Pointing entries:
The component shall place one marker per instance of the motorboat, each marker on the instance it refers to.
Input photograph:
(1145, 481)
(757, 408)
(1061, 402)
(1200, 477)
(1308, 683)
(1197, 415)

### Written exercise:
Rewrite the entries above, substituting "sailboat" for "motorboat" and leaving everything else unchanged.

### Output below:
The component shall place one marker per instance of the sailboat, each marker on the instance it refers to.
Input photograph:
(1145, 481)
(757, 408)
(1061, 402)
(1200, 477)
(1308, 683)
(1197, 415)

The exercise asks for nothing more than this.